### BRANO RIPORTATO

►

Professor Pacilio, tra i vari testi che le Edizioni di Ar stanno ristampando negli ultimi mesi, spicca senz’altro Sintesi di dottrina della razza, il celebre saggio in cui, com’è ampiamente noto, Evola espose in forma compiuta la sua ricostruzione della nozione di razza, seguendo la tripartizione tradizionale dell’essere umano, individuando una razza del corpo, dell’anima, e dello spirito. Può darci alcune indicazioni sulla nuova edizione di questo saggio, ampliata nei contenuti, e sui motivi che hanno spinto le Ar a ristampare un testo che anche noi di “Rigenerazione Evola” consideriamo centrale nell’opera evoliana e spesso, volutamente, dimenticato?

◄

### Righe con riquadri di delimitazione
►

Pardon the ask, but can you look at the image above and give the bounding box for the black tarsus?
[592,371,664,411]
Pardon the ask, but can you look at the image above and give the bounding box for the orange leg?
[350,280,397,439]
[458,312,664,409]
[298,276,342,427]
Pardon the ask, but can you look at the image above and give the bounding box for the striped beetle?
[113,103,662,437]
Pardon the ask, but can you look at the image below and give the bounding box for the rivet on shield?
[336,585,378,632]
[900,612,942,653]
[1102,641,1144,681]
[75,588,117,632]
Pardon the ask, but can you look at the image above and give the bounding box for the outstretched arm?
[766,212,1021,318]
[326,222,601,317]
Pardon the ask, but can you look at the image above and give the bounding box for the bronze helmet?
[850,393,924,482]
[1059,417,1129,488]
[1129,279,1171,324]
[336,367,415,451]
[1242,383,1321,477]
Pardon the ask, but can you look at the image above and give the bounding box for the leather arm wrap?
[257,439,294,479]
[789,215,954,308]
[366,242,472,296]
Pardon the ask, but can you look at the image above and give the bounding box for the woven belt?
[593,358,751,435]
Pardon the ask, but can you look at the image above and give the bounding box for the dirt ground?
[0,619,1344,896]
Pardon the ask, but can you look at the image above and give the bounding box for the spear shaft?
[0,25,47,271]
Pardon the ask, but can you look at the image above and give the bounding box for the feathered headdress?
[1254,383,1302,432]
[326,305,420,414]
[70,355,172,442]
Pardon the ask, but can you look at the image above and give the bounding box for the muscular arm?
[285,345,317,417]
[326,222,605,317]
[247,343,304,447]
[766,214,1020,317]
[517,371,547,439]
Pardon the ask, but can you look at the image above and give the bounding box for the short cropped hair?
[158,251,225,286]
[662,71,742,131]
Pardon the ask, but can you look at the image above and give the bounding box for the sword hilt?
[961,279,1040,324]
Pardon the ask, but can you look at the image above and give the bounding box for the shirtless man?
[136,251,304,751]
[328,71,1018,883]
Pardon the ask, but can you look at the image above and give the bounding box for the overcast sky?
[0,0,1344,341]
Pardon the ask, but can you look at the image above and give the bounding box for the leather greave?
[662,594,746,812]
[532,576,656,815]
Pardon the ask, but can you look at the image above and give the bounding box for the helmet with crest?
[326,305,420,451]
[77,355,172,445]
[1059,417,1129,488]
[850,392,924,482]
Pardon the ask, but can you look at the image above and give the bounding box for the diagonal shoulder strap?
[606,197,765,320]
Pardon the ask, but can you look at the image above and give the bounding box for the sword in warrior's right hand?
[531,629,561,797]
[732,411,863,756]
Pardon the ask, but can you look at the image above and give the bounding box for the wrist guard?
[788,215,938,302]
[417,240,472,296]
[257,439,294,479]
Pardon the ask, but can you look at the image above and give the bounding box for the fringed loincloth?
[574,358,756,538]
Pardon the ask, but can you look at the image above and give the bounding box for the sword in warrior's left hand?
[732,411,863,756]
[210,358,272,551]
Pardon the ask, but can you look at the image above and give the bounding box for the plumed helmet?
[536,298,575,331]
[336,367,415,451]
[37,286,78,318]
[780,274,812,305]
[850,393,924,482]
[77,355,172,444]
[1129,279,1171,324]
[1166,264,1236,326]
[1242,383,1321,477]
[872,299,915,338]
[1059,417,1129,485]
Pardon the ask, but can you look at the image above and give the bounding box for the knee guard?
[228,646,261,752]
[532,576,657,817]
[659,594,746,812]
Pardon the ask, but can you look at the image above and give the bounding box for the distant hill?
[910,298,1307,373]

◄

### COMPITI
1. Indica se ciascuna affermazione concorda con il brano sul saggio di Evola, rispondendo sì o no e citando le parole del brano che lo stabiliscono. (a) Il saggio distingue una razza del corpo, una dell'anima e una dello spirito. (b) La nuova edizione del saggio è ridotta nei contenuti. (c) Per "Rigenerazione Evola" il saggio è marginale nell'opera evoliana.
2. Modifica le righe dei dati di ingresso, da quella che contiene "the plumed helmet?" fino all'ultima riga dei dati, sostituendo "knee guard" con "kneepad" e lasciando invariato tutto il resto. Riporta soltanto queste righe.

### RISPOSTE
1.
(a) Sì: "individuando una razza del corpo, dell’anima, e dello spirito".
(b) No: "ampliata nei contenuti".
(c) No: "consideriamo centrale nell’opera evoliana".

2.
Pardon the ask, but can you look at the image above and give the bounding box for the plumed helmet?
[536,298,575,331]
[336,367,415,451]
[37,286,78,318]
[780,274,812,305]
[850,393,924,482]
[77,355,172,444]
[1129,279,1171,324]
[1166,264,1236,326]
[1242,383,1321,477]
[872,299,915,338]
[1059,417,1129,485]
Pardon the ask, but can you look at the image above and give the bounding box for the kneepad?
[228,646,261,752]
[532,576,657,817]
[659,594,746,812]
Pardon the ask, but can you look at the image above and give the bounding box for the distant hill?
[910,298,1307,373]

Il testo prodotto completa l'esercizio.